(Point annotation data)
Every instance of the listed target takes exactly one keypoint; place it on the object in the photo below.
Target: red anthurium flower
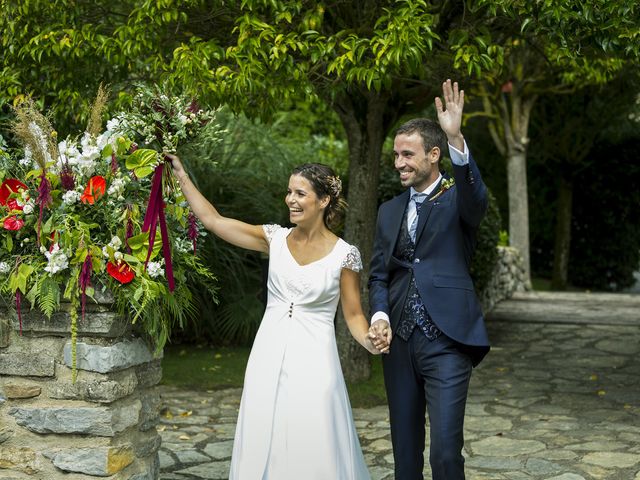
(9, 186)
(121, 271)
(95, 189)
(13, 223)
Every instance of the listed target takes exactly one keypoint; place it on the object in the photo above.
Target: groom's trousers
(434, 374)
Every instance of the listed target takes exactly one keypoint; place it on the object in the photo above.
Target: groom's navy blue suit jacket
(445, 241)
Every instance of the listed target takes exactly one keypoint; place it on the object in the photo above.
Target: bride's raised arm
(234, 231)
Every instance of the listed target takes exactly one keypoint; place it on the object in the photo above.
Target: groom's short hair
(430, 131)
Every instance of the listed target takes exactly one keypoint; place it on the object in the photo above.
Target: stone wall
(507, 278)
(101, 425)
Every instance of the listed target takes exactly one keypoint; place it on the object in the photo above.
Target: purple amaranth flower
(193, 230)
(114, 164)
(129, 230)
(193, 107)
(19, 308)
(44, 198)
(67, 178)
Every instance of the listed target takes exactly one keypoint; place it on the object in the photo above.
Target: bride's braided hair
(325, 183)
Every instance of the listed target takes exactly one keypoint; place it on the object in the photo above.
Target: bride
(295, 419)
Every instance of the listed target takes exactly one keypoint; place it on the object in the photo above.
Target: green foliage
(605, 232)
(486, 253)
(245, 176)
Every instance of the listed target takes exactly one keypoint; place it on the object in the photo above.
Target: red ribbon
(155, 215)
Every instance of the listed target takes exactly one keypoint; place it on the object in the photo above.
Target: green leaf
(143, 162)
(140, 245)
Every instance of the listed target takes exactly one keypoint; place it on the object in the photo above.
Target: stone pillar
(103, 425)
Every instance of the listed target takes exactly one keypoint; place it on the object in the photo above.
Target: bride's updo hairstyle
(325, 183)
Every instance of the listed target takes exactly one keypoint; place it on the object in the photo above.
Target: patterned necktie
(418, 199)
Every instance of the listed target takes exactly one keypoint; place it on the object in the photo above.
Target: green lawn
(214, 368)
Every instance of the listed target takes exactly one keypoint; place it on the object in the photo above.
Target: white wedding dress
(295, 420)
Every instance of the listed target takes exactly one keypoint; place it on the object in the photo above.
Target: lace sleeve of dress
(352, 260)
(269, 230)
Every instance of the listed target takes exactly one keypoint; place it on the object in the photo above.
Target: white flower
(115, 242)
(71, 197)
(57, 260)
(27, 161)
(117, 186)
(113, 125)
(183, 245)
(154, 269)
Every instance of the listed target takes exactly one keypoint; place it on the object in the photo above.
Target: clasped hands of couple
(380, 335)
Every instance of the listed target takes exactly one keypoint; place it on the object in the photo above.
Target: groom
(419, 284)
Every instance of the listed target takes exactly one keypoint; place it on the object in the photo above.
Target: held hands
(451, 118)
(380, 336)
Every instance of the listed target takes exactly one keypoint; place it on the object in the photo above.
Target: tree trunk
(363, 117)
(562, 235)
(514, 111)
(519, 207)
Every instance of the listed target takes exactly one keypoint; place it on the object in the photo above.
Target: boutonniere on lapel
(445, 185)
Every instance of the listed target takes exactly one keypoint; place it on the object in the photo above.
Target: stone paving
(558, 398)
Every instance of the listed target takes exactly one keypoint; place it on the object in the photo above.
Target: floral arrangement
(101, 211)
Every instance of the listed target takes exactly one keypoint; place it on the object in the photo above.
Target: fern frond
(48, 296)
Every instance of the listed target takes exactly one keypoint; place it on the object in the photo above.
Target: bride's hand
(380, 335)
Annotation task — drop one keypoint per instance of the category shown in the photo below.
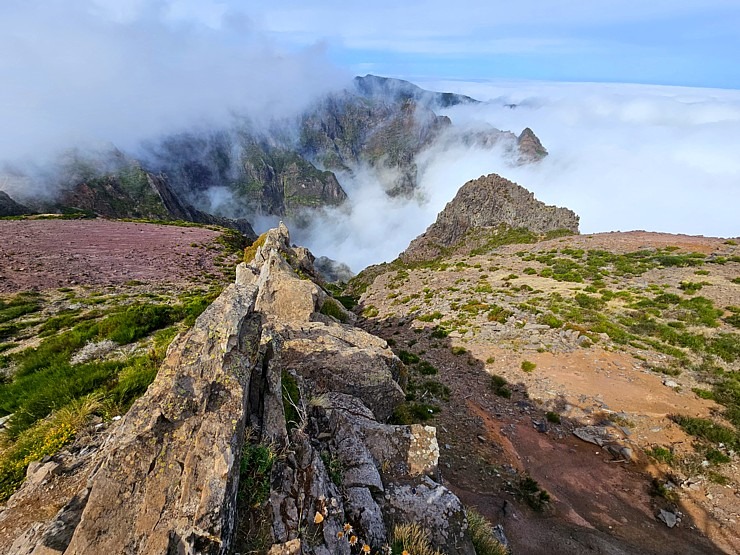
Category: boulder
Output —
(344, 359)
(168, 481)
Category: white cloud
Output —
(623, 157)
(88, 71)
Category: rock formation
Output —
(488, 202)
(530, 148)
(276, 364)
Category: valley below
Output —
(584, 388)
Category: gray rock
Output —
(488, 202)
(168, 479)
(435, 509)
(668, 518)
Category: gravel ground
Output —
(46, 254)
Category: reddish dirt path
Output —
(46, 254)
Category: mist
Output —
(96, 76)
(623, 157)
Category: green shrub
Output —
(690, 287)
(408, 358)
(549, 319)
(529, 490)
(499, 385)
(254, 474)
(661, 454)
(291, 399)
(481, 533)
(528, 366)
(412, 539)
(425, 368)
(439, 333)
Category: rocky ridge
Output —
(487, 203)
(273, 364)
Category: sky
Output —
(637, 102)
(684, 42)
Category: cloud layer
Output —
(622, 156)
(85, 72)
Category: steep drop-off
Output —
(272, 371)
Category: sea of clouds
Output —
(91, 75)
(622, 156)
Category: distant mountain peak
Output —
(398, 89)
(490, 201)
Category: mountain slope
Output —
(602, 369)
(134, 193)
(484, 206)
(8, 207)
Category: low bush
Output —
(481, 532)
(528, 366)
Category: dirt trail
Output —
(487, 443)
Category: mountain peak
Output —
(488, 202)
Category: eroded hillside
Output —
(585, 387)
(265, 430)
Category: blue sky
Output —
(89, 74)
(684, 42)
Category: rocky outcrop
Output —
(264, 368)
(8, 207)
(488, 202)
(280, 182)
(385, 123)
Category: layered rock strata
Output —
(166, 479)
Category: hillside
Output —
(237, 172)
(602, 367)
(264, 427)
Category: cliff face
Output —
(275, 368)
(488, 202)
(8, 207)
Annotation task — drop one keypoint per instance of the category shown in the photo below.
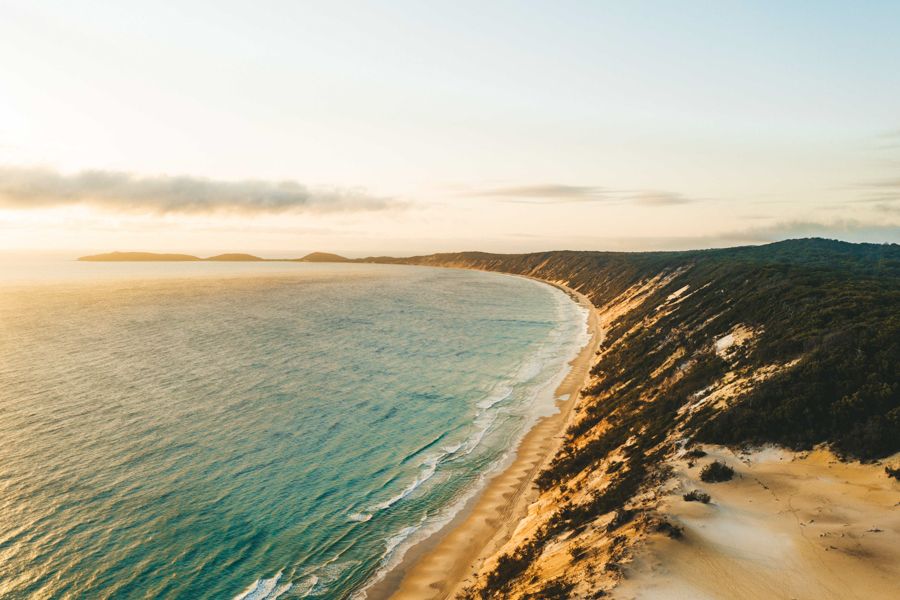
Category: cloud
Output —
(849, 230)
(659, 198)
(550, 192)
(555, 193)
(115, 191)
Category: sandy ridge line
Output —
(440, 566)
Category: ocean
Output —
(261, 430)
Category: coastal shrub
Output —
(557, 589)
(673, 531)
(509, 567)
(578, 552)
(695, 453)
(696, 496)
(716, 472)
(621, 517)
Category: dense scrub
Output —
(819, 363)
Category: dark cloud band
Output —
(26, 188)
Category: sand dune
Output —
(803, 526)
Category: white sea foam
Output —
(265, 589)
(543, 402)
(426, 473)
(360, 517)
(504, 393)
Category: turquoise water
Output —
(254, 431)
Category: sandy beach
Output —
(437, 567)
(789, 525)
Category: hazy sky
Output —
(406, 127)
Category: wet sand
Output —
(437, 567)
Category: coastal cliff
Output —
(749, 358)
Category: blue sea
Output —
(249, 431)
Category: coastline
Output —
(438, 566)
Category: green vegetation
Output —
(697, 496)
(716, 472)
(821, 365)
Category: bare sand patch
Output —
(789, 525)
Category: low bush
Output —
(716, 472)
(696, 496)
(695, 453)
(673, 531)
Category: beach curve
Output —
(438, 566)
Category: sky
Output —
(407, 127)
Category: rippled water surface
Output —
(253, 431)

The problem: Please retype the records without any change, starting at the line that contains "Category: dark cloud band" and continuing through the end of the records, with both of those lines included.

Written solution:
Category: dark cloud band
Output —
(26, 188)
Category: sand dune
Output —
(803, 526)
Category: white sea foam
Output —
(265, 589)
(543, 402)
(426, 473)
(360, 517)
(504, 393)
Category: turquoise water
Output —
(254, 431)
Category: sandy beach
Output —
(437, 567)
(789, 525)
Category: hazy sky
Output —
(406, 127)
Category: wet sand
Output —
(437, 567)
Category: coastal cliff
Output —
(749, 358)
Category: blue sea
Output —
(249, 431)
Category: coastline
Output —
(438, 566)
Category: green vegetation
Output —
(697, 496)
(716, 472)
(821, 365)
Category: bare sand patch
Output —
(789, 525)
Category: low bush
Output —
(716, 472)
(696, 496)
(695, 453)
(673, 531)
Category: beach curve
Output —
(438, 566)
Category: sky
Output —
(407, 127)
Category: rippled water surface
Output —
(253, 431)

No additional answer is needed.